Given exercise: Put the lines from the line with "[trace] bare tree trunk" to the line with "M 388 405 L" into a JSON list of strings, one string per line, leaving out any blank lines.

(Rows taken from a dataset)
[BEGIN]
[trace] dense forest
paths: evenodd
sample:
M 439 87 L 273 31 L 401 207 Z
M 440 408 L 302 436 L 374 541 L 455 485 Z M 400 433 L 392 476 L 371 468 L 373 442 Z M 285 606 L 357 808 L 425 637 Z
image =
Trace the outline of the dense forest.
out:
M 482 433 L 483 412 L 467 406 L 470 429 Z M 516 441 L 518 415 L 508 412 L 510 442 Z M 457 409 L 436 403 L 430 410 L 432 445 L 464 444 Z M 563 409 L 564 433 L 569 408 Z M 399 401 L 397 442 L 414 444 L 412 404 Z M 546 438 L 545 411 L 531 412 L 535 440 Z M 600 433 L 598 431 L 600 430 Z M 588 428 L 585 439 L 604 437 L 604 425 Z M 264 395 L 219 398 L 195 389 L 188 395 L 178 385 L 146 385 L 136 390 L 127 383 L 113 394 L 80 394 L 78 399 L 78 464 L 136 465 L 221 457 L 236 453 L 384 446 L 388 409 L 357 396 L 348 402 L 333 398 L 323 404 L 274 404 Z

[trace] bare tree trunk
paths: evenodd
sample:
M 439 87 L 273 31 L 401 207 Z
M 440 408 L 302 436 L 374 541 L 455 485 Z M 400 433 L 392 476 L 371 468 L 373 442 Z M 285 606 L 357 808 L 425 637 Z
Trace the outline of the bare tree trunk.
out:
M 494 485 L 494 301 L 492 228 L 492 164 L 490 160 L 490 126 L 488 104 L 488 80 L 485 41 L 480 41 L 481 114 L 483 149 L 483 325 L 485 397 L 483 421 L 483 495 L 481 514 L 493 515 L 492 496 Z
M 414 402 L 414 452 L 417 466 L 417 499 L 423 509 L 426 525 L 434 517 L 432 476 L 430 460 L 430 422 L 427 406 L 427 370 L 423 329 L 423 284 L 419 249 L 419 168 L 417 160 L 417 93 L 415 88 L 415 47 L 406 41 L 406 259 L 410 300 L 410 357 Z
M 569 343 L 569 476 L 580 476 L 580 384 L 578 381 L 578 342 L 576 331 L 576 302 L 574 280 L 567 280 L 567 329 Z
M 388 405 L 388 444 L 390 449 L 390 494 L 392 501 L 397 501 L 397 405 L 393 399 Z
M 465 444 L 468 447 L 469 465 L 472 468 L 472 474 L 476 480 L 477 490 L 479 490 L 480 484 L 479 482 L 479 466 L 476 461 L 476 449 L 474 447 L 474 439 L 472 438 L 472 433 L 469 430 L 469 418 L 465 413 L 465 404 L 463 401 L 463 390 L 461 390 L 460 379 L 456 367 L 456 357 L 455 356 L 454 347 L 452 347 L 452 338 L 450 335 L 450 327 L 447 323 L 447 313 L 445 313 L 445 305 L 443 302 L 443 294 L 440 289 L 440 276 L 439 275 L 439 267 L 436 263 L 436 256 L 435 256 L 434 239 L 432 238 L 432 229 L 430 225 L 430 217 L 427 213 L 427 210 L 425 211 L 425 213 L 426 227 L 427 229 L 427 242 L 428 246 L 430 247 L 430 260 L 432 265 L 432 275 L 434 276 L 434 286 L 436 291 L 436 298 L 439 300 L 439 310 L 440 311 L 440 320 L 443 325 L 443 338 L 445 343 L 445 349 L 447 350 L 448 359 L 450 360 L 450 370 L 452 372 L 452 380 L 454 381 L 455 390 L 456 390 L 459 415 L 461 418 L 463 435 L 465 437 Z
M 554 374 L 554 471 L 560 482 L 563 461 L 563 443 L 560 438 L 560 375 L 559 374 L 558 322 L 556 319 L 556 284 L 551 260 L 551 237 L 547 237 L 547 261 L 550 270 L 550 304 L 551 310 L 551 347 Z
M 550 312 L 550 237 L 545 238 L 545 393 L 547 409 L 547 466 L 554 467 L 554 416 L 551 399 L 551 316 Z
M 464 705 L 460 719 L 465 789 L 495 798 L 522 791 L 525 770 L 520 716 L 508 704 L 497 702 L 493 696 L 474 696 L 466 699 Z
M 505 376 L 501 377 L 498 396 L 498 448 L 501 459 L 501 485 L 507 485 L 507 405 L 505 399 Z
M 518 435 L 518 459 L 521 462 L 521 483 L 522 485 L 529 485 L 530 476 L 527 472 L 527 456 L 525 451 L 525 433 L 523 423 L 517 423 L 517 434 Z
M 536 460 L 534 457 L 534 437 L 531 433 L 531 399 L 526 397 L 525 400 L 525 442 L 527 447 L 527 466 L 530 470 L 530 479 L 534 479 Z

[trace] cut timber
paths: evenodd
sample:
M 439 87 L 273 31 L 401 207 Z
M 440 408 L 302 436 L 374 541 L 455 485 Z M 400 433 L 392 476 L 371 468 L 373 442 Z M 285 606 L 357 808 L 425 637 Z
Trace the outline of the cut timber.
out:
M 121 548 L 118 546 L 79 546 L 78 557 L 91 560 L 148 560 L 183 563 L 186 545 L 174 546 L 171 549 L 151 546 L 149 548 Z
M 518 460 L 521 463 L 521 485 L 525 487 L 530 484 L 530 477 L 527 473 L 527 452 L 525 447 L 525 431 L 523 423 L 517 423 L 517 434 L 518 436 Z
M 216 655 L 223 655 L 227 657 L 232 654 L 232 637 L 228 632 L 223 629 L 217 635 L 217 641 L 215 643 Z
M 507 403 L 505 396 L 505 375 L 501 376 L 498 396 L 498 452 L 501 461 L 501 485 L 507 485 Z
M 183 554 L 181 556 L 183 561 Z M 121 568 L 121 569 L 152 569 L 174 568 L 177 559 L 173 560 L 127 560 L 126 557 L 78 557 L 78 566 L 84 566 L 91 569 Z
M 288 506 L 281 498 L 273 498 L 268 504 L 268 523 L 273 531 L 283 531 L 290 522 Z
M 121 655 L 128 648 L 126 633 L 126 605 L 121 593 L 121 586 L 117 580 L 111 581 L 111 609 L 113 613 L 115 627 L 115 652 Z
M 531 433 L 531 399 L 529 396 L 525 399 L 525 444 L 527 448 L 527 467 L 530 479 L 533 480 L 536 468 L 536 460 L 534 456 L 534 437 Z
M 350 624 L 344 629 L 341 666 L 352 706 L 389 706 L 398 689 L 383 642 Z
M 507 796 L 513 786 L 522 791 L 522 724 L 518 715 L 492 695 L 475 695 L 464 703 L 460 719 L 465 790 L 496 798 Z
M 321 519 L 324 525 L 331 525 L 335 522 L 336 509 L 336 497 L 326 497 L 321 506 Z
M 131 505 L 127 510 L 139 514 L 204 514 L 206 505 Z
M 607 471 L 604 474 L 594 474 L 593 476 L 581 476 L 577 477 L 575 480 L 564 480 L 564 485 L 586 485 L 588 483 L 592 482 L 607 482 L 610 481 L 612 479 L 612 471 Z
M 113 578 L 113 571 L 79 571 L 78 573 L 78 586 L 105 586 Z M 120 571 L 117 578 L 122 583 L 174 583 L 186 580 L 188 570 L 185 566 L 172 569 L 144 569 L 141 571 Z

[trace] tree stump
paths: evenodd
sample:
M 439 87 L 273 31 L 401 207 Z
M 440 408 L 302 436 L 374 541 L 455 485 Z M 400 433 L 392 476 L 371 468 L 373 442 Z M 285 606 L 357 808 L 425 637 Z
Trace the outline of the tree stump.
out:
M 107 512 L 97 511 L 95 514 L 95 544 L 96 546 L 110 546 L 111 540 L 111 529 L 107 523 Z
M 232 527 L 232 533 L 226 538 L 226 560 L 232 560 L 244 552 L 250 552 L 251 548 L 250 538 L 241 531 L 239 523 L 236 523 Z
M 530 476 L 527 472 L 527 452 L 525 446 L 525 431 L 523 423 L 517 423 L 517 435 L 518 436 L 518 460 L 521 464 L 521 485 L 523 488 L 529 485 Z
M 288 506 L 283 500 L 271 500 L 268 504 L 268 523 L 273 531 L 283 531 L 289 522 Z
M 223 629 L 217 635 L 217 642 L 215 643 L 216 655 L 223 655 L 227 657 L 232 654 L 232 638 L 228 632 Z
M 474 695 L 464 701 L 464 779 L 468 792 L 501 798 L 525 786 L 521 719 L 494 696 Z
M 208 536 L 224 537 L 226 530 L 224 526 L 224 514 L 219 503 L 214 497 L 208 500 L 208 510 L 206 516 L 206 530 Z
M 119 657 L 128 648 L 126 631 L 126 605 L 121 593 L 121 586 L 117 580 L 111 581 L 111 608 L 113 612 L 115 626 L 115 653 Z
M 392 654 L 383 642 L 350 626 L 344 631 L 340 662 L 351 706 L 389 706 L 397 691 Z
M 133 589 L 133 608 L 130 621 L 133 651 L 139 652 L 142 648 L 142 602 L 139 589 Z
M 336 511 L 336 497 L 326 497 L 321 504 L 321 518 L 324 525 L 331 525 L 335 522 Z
[END]
Solution to this problem:
[
  "[trace] bare tree trunk",
  "paths: evenodd",
  "sample:",
  "M 439 87 L 273 31 L 401 207 Z",
  "M 440 408 L 302 436 L 374 541 L 455 485 Z M 400 433 L 392 476 L 371 468 L 373 442 Z M 285 606 L 357 808 L 425 637 Z",
  "Trace the outline of the bare tree trunk.",
  "out:",
  "M 494 485 L 494 301 L 492 228 L 492 164 L 490 160 L 490 126 L 488 104 L 488 80 L 485 41 L 480 41 L 481 114 L 483 149 L 483 325 L 485 397 L 483 421 L 483 495 L 481 514 L 493 515 L 492 496 Z",
  "M 414 402 L 414 452 L 417 466 L 417 499 L 423 509 L 426 525 L 434 517 L 432 476 L 430 460 L 430 422 L 427 406 L 427 370 L 423 329 L 423 284 L 419 249 L 419 168 L 417 160 L 417 93 L 415 88 L 415 47 L 406 41 L 406 259 L 410 300 L 410 357 Z",
  "M 569 343 L 569 476 L 580 476 L 580 384 L 578 381 L 578 342 L 576 331 L 576 302 L 574 280 L 567 280 L 567 329 Z",
  "M 388 405 L 388 444 L 390 449 L 390 494 L 392 501 L 397 501 L 397 405 L 393 399 Z"
]